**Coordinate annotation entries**

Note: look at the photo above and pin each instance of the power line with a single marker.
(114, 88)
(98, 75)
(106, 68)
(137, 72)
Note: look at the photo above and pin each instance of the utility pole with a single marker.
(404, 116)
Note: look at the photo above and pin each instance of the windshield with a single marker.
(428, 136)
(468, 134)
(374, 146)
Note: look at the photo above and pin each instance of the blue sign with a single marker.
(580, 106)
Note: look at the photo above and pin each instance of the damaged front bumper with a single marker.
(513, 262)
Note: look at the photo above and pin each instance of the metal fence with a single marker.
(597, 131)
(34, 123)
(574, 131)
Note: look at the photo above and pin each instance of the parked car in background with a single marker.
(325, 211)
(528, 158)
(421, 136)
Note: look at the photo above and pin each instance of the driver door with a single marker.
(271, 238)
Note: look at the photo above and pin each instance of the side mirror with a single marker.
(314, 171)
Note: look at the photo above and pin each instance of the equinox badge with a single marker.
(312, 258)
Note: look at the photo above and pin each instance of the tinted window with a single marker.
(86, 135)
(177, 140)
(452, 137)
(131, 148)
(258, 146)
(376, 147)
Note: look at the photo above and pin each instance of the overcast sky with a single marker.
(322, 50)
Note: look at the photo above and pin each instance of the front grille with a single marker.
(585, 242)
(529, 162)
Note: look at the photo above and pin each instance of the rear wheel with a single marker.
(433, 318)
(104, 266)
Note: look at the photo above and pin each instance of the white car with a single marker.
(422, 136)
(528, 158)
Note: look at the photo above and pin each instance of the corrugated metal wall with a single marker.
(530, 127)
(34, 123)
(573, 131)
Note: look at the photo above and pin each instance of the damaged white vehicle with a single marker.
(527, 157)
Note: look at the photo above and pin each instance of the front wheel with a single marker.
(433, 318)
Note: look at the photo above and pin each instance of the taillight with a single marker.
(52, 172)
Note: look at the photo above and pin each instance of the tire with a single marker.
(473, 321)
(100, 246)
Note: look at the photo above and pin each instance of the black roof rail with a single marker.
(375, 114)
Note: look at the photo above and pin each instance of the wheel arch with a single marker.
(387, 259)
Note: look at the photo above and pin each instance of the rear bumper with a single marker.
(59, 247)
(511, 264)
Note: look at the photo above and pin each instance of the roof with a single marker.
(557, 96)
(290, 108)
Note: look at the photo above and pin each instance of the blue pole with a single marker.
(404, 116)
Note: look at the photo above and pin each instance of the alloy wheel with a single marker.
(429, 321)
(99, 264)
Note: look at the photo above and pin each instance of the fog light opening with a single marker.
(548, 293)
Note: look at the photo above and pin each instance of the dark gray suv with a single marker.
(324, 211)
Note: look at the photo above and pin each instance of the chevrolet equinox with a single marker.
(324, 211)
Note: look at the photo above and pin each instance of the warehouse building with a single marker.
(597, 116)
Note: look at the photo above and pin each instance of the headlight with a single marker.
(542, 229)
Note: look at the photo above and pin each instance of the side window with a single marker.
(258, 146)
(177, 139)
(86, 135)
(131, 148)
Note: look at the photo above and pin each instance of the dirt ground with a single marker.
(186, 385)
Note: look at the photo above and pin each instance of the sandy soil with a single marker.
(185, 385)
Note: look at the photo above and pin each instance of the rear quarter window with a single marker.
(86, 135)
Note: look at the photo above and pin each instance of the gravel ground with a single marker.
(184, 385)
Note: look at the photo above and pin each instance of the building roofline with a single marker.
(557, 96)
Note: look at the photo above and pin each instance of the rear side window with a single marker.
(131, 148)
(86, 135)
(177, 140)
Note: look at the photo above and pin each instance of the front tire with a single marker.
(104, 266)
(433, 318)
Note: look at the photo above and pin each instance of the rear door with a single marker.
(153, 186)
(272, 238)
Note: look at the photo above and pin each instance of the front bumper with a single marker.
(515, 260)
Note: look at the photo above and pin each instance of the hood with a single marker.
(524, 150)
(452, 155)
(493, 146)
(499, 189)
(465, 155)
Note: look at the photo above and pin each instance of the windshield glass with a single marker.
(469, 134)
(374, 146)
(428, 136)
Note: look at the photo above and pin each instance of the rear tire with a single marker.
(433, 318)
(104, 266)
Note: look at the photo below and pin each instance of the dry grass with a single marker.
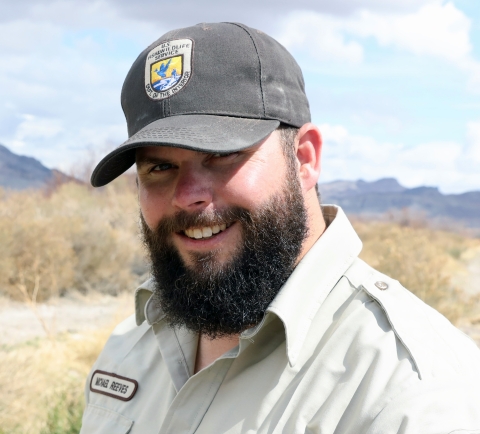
(74, 237)
(424, 261)
(42, 383)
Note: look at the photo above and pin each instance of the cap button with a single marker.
(381, 285)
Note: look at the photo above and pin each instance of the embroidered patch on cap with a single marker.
(113, 385)
(168, 68)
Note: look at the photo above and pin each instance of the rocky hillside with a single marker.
(386, 195)
(18, 172)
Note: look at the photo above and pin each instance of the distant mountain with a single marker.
(18, 172)
(376, 199)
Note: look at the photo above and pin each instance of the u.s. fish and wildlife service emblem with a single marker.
(168, 68)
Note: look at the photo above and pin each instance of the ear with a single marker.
(309, 152)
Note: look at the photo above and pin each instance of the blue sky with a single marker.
(393, 84)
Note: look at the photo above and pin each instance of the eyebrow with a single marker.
(145, 160)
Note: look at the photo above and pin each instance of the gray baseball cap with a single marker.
(218, 87)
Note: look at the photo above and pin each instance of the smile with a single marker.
(206, 231)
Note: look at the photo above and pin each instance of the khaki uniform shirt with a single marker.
(342, 349)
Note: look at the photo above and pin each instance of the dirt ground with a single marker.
(20, 323)
(75, 313)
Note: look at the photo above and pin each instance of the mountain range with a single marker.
(19, 172)
(376, 199)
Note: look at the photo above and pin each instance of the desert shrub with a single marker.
(42, 383)
(73, 238)
(422, 259)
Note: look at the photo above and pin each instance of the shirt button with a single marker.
(381, 285)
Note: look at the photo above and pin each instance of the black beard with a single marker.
(220, 300)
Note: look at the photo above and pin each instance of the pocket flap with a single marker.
(99, 420)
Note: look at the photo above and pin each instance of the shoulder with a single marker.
(436, 347)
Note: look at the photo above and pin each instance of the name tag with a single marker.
(113, 385)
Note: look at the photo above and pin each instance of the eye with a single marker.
(223, 156)
(161, 167)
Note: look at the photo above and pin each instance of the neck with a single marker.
(316, 222)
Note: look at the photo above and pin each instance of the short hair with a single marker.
(288, 136)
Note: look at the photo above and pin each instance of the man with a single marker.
(259, 317)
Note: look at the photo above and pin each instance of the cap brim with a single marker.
(205, 133)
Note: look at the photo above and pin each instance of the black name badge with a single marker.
(113, 385)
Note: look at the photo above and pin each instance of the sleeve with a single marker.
(433, 407)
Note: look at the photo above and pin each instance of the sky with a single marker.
(394, 85)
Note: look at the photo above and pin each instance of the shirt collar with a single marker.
(305, 290)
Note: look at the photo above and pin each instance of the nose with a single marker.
(193, 190)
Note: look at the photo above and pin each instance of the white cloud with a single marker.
(320, 36)
(443, 164)
(435, 29)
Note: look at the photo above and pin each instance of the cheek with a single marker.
(152, 205)
(255, 183)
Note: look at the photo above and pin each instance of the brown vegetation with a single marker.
(71, 238)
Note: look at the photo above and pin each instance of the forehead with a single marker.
(268, 145)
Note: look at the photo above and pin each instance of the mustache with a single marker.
(183, 220)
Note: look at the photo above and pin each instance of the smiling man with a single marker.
(259, 316)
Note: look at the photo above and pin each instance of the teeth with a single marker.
(205, 232)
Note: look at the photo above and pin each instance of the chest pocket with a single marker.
(99, 420)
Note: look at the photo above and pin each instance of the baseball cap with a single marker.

**What the exercise asks**
Repeat the material above verbatim. Leave the pictures behind.

**Answer below**
Note: look at the photo above and pin each instance of the power line with a single marker.
(114, 88)
(98, 75)
(106, 68)
(137, 72)
Note: look at the photo above and pin each instance of the utility pole with a single marker.
(404, 116)
Note: look at the photo above and pin each instance of the windshield with a single marker.
(428, 136)
(468, 134)
(374, 146)
Note: look at the photo above and pin each instance of the blue sign with a single marker.
(580, 106)
Note: look at the photo above and pin each instance of the damaged front bumper with a single marker.
(513, 262)
Note: look at the photo above and pin each instance of the metal fence with a single marker.
(597, 131)
(34, 123)
(574, 131)
Note: look at the photo above and pin each instance of the parked car in background with a single marker.
(325, 211)
(528, 158)
(421, 136)
Note: look at the photo above and pin each instance of the driver door with a single marker.
(271, 238)
Note: look at the photo above and pin each instance of the side mirror with a single marker.
(314, 171)
Note: look at the photo above and pin each instance of the equinox badge with a single marker.
(312, 258)
Note: look at the photo above and pin each instance of the tinted window with a single marker.
(86, 135)
(177, 140)
(452, 137)
(131, 148)
(258, 146)
(376, 147)
Note: look at the photo above and pin each instance of the overcast sky with a single marker.
(322, 50)
Note: look at the photo above and pin each instance of the front grille with a single marker.
(585, 242)
(529, 162)
Note: look at the photo above and pin each instance of the rear wheel with a single marker.
(433, 318)
(104, 266)
Note: look at the photo above and pin each instance of the white car with a single marker.
(422, 136)
(528, 158)
Note: look at the photo above and pin each instance of the corrugated metal wall with a single marker.
(530, 127)
(34, 123)
(573, 131)
Note: look at the photo above and pin each instance of the damaged white vehicle with a single marker.
(527, 157)
Note: look at the photo above and pin each instance of the front wheel with a single marker.
(433, 318)
Note: look at the photo above and pin each instance of the taillight with a single marker.
(52, 172)
Note: look at the photo above and pin each instance of the tire with a single marker.
(473, 321)
(100, 246)
Note: look at the photo above and pin each instance of the black roof rail with a single marker.
(375, 114)
Note: look at the photo above and pin each instance of the wheel arch with a single marker.
(387, 259)
Note: look at the photo above and pin each instance of the rear bumper with a single marker.
(59, 247)
(511, 264)
Note: look at the photo above and pin each instance of the roof with a single marker.
(557, 96)
(290, 108)
Note: look at the photo above and pin each instance of the blue pole with a single marker.
(404, 116)
Note: look at the photo above and pin each instance of the alloy wheel with a single marker.
(429, 321)
(99, 264)
Note: look at the photo above and pin each instance of the fog light opening with a single marker.
(548, 293)
Note: look at the photo above and pin each instance of the dark gray suv with a single marker.
(324, 211)
Note: look at the photo above and pin each instance of the chevrolet equinox with a single marker.
(324, 211)
Note: look at the photo above and pin each instance of the warehouse building with a single marker.
(597, 116)
Note: look at the photo above and pin each instance of the headlight with a single marker.
(542, 229)
Note: look at the photo above and pin each instance of the side window with a single marker.
(258, 146)
(177, 139)
(86, 135)
(131, 148)
Note: look at the photo above and pin each instance of the dirt ground with a single marker.
(186, 385)
Note: look at the photo above and pin each instance of the sandy soil with a single marker.
(185, 385)
Note: look at the photo above and pin each instance of the rear quarter window with a single marker.
(86, 135)
Note: look at the photo above and pin each instance of the gravel ground with a single marker.
(184, 385)
Note: look at the photo above and pin each instance of the building roofline with a single marker.
(557, 96)
Note: look at the photo above and pin each instance of the rear side window with a single marker.
(131, 148)
(86, 135)
(177, 140)
Note: look at the photo above and pin each instance of the front tire with a single marker.
(104, 266)
(433, 318)
Note: look at the photo above and pin each instance of the rear door with a single marker.
(153, 186)
(272, 238)
Note: look at the photo above and pin each instance of the front bumper with a single marker.
(515, 260)
Note: look at the photo above and pin each instance of the hood with a single marker.
(524, 150)
(452, 155)
(493, 146)
(499, 189)
(465, 155)
Note: look at the photo above and pin each instance of the windshield glass with a single marker.
(469, 134)
(374, 146)
(428, 136)
Note: look at the photo above and pin each instance of the rear tire with a single marker.
(433, 318)
(104, 266)
Note: look at the photo below and pin each instance of the dry grass with a single marker.
(74, 237)
(424, 261)
(42, 383)
Note: look at the photo above and pin each instance of the cap button with a single marker.
(381, 285)
Note: look at the photo above and pin each instance of the embroidered patch on cap with a single marker.
(113, 385)
(168, 68)
Note: look at the photo above and pin each instance of the rocky hillside with a single marker.
(386, 195)
(18, 172)
Note: look at the photo above and pin each instance of the distant mountain with a single marker.
(18, 172)
(376, 199)
Note: look at the photo above and pin each instance of the u.s. fish and wildlife service emblem with a single marker.
(168, 68)
Note: look at the photo above and pin each instance of the ear with a single marker.
(309, 152)
Note: look at the photo above and pin each instance of the blue sky with a single marker.
(393, 84)
Note: look at the photo above and pin each instance of the eyebrow with a single marker.
(145, 160)
Note: look at the photo above and pin each instance of the gray baseball cap with a single marker.
(218, 87)
Note: look at the photo above and pin each instance of the smile with a single marker.
(206, 231)
Note: look at the photo above and pin each instance of the khaki uniform shirt with a single marker.
(342, 349)
Note: look at the photo above and pin each instance of the dirt ground with a single marker.
(20, 323)
(75, 313)
Note: look at the photo above and pin each instance of the mountain range with a single marker.
(19, 172)
(376, 199)
Note: look at the photo above and pin each instance of the desert shrub with a single marker.
(42, 383)
(73, 238)
(422, 259)
Note: look at the photo above and pin each instance of the shirt button with a single marker.
(381, 285)
Note: look at the photo above and pin each instance of the black beard with a single marker.
(220, 300)
Note: look at the photo above and pin each instance of the pocket flap with a single marker.
(99, 420)
Note: look at the photo above and pin each instance of the shoulder with a single marker.
(436, 347)
Note: look at the photo above and pin each instance of the name tag with a single marker.
(113, 385)
Note: look at the photo above and pin each instance of the eye with a single marker.
(223, 156)
(161, 167)
Note: look at the photo above and pin each instance of the neck with a single marker.
(316, 222)
Note: look at the photo above and pin each instance of the short hair with a single marker.
(288, 136)
Note: look at the photo above and pin each instance of the man with a single marker.
(259, 317)
Note: look at the photo above and pin each instance of the cap brim with a single marker.
(205, 133)
Note: look at the photo above and pin each instance of the black name badge with a single marker.
(113, 385)
Note: look at the photo above and pin each instance of the sleeve with a single marker.
(433, 407)
Note: look at the photo above and pin each instance of the sky with a single marker.
(394, 85)
Note: look at the photo above and pin each instance of the shirt collar with a single marker.
(305, 290)
Note: look at the photo above and pin each instance of the nose with a single marker.
(193, 190)
Note: look at the photo above and pin each instance of the white cloud with a single marker.
(320, 36)
(443, 164)
(435, 29)
Note: look at the photo above and pin each instance of the cheek with a single marker.
(152, 205)
(255, 183)
Note: look at the photo above and pin each instance of the brown vegetation with a single marker.
(71, 238)
Note: look at the photo above and pin each instance of the forehead with a single marker.
(268, 145)
Note: look at the photo above and pin each instance of the mustache with a single marker.
(183, 220)
Note: look at the photo above and pin each instance of the smiling man with a single marker.
(259, 316)
Note: look at the photo above and pin each instance of the teeth with a single marker.
(205, 232)
Note: look at the photo above and pin each instance of the chest pocket with a single marker.
(99, 420)
Note: look at the photo above and pin each instance of the baseball cap with a single marker.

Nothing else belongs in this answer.